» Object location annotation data
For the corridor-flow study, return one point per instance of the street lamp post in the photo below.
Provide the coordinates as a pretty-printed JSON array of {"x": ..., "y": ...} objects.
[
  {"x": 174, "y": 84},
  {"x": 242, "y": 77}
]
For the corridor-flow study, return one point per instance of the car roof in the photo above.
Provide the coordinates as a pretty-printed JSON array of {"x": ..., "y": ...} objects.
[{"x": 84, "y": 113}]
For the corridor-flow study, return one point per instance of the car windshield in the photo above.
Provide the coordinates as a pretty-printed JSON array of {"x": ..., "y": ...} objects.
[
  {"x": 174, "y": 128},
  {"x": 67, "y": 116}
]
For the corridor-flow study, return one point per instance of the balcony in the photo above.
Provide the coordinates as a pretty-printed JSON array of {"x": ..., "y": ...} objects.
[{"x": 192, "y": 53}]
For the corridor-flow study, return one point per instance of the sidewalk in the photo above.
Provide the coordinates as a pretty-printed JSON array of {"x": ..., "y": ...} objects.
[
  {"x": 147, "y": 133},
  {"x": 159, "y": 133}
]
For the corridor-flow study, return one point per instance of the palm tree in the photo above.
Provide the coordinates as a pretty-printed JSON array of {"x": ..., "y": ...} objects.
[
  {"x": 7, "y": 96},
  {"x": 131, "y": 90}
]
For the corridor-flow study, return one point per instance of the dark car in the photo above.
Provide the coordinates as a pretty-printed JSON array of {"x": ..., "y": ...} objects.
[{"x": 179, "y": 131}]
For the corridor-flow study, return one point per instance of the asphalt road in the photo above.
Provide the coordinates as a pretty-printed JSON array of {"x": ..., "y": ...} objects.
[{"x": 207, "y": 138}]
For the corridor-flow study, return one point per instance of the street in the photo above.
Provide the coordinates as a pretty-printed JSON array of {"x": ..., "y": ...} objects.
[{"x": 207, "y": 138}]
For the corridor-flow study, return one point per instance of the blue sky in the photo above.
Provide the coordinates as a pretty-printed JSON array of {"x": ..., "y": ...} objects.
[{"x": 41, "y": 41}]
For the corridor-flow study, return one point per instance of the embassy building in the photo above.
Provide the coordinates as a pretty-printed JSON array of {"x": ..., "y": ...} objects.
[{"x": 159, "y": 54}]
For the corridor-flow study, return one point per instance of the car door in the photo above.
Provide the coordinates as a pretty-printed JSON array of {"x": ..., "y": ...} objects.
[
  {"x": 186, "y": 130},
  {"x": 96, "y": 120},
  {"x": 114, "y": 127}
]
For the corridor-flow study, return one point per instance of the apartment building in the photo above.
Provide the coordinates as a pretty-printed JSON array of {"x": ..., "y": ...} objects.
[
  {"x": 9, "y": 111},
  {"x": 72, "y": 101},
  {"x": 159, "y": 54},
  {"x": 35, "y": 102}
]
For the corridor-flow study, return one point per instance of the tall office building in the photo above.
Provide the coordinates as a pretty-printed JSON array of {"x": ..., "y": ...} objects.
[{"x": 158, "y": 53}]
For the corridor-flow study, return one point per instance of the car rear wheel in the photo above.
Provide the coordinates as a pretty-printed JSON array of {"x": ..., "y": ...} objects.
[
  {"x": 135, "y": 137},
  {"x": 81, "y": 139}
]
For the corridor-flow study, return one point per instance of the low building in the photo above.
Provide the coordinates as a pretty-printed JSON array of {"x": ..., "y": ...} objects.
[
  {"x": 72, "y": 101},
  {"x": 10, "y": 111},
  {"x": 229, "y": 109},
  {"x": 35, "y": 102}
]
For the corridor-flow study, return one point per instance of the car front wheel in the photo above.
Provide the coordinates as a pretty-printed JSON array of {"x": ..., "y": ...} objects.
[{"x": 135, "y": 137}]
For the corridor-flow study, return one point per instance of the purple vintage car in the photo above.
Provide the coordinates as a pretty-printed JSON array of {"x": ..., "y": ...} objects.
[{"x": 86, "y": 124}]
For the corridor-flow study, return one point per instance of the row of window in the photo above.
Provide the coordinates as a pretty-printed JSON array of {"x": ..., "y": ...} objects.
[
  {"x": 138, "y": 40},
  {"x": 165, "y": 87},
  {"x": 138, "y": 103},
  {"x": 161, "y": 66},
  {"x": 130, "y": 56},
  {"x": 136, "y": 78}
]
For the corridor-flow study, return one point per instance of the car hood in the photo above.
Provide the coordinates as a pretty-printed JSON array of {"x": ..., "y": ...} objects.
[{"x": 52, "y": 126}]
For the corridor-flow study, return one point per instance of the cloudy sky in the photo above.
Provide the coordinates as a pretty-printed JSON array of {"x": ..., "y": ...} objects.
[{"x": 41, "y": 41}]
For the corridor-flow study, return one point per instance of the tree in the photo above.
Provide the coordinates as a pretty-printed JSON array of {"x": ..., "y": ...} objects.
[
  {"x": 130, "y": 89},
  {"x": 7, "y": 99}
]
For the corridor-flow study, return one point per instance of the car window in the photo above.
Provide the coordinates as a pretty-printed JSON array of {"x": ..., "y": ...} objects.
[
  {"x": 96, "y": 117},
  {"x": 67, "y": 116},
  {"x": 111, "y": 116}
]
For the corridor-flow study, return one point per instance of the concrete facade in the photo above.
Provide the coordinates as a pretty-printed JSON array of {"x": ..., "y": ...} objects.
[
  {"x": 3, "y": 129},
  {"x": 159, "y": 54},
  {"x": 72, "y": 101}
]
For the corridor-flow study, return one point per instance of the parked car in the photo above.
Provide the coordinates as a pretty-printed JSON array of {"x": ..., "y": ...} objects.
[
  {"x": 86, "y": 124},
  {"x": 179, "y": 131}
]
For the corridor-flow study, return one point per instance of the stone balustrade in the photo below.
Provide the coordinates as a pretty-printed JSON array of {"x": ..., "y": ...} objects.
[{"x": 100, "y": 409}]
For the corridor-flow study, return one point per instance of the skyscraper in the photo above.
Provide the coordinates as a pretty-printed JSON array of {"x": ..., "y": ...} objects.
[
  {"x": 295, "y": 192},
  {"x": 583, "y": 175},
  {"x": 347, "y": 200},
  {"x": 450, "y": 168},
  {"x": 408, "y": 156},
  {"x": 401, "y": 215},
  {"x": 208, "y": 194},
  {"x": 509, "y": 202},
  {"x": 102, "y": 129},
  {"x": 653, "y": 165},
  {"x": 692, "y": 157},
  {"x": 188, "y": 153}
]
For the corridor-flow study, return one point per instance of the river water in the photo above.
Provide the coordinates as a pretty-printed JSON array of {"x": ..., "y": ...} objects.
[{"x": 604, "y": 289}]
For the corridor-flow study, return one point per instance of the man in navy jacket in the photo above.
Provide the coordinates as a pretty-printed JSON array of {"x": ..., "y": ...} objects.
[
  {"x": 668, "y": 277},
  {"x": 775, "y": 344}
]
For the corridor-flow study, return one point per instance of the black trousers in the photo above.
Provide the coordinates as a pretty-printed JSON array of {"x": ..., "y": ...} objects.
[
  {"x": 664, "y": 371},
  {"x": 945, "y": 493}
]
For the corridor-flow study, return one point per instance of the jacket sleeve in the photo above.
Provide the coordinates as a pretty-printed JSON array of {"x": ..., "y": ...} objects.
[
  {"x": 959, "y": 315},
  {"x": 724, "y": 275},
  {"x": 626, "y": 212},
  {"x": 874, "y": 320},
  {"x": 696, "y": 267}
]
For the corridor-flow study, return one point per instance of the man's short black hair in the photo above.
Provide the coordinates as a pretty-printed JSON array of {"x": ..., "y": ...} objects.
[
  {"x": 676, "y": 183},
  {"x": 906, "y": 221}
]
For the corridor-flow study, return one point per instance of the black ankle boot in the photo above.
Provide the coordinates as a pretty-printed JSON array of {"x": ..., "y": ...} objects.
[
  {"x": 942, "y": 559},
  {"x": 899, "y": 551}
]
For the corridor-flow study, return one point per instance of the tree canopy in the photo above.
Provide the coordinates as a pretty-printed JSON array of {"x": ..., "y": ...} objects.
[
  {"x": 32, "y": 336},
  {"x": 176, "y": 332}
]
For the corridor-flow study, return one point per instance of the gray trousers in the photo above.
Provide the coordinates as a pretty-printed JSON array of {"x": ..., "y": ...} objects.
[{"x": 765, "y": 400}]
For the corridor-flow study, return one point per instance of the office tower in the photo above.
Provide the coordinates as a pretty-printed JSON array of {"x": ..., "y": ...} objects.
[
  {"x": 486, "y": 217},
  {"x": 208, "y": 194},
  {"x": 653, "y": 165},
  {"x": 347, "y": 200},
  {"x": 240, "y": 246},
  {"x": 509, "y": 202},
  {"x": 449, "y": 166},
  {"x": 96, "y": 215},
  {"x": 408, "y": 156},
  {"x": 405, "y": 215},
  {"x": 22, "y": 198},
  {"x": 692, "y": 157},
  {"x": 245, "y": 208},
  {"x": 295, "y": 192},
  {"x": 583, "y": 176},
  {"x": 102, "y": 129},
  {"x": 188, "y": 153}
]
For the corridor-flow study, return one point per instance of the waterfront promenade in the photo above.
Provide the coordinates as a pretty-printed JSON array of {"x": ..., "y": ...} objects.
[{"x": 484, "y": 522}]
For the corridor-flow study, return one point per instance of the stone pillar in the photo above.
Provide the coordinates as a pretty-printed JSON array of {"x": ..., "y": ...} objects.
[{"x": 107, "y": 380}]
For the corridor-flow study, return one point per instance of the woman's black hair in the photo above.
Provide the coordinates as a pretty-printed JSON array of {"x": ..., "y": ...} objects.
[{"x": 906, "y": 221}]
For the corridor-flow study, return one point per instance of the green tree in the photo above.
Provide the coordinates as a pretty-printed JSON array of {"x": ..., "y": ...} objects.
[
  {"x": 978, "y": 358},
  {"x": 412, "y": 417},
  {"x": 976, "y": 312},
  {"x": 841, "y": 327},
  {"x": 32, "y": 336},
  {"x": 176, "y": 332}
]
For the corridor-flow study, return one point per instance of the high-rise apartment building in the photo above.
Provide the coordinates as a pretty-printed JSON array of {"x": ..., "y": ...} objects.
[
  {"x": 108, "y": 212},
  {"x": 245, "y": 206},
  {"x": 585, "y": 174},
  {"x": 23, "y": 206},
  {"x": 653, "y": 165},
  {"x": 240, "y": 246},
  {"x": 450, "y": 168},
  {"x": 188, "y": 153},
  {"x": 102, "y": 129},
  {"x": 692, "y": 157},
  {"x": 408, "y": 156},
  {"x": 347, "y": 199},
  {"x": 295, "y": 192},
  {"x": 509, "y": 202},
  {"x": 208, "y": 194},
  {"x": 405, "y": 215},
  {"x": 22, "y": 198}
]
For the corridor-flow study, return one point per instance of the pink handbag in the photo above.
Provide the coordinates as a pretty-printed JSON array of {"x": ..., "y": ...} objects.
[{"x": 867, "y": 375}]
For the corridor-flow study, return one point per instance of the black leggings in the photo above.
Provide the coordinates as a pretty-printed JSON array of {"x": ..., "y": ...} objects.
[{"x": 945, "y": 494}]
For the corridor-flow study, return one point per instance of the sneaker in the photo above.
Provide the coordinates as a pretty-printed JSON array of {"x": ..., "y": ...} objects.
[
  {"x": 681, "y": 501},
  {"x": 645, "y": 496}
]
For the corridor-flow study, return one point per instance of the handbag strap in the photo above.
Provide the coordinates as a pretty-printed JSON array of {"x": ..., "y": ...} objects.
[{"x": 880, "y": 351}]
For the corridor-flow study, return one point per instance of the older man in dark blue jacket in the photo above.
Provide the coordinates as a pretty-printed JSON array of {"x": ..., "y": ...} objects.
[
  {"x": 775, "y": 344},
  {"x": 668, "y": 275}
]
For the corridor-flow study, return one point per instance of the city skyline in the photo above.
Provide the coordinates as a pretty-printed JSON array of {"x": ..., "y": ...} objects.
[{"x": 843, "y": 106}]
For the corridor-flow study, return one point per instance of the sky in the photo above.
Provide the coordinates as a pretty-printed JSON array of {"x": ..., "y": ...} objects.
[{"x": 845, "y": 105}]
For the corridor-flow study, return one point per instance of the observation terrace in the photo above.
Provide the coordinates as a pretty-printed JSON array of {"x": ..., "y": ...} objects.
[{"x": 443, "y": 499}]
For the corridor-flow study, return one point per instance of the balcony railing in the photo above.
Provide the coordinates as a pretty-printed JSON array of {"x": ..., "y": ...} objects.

» Exercise prompt
Repeat exactly, and only, the lines from the line with "sneaker in the photo above." through the end of the listing above, both ends included.

» The response
For the corridor-flow study, return one point per instance of the sneaker in the photo above.
Provide the coordinates as a pretty-printed JSON array of {"x": ..., "y": ...} objects.
[
  {"x": 681, "y": 501},
  {"x": 645, "y": 496}
]
For the corridor-flow study, return one point per instance of the handbag strap in the photo above.
Provide the coordinates as a pretty-printed JSON array of {"x": ..., "y": ...} objects.
[{"x": 880, "y": 351}]
For the corridor-flow study, return one point per instance of the older man in dark blue jacket in the photo above.
Provide the coordinates as a pretty-printed JSON array of {"x": ..., "y": ...} objects.
[
  {"x": 775, "y": 344},
  {"x": 668, "y": 275}
]
For the corridor-flow study, return one point per instance of the city skyline in the photo above.
Provide the coordinates as a pretty-printed JSON array of {"x": ..., "y": ...} objects.
[{"x": 843, "y": 106}]
For the corridor-flow study, return one point per instance of the sky in the photo above.
Provide the coordinates as a pretty-printed JSON array of {"x": ..., "y": ...} objects.
[{"x": 845, "y": 105}]
For the corridor-flow study, return one point per instance of the observation terrace in the photo above.
Provide the coordinates as a pretty-printed JSON array of {"x": ..., "y": ...} objects.
[{"x": 443, "y": 499}]
For the corridor-flow study, return one point per instance of the balcony railing in the photo above.
Provide the coordinates as a pretty-printed JSON array of {"x": ..., "y": ...} objects.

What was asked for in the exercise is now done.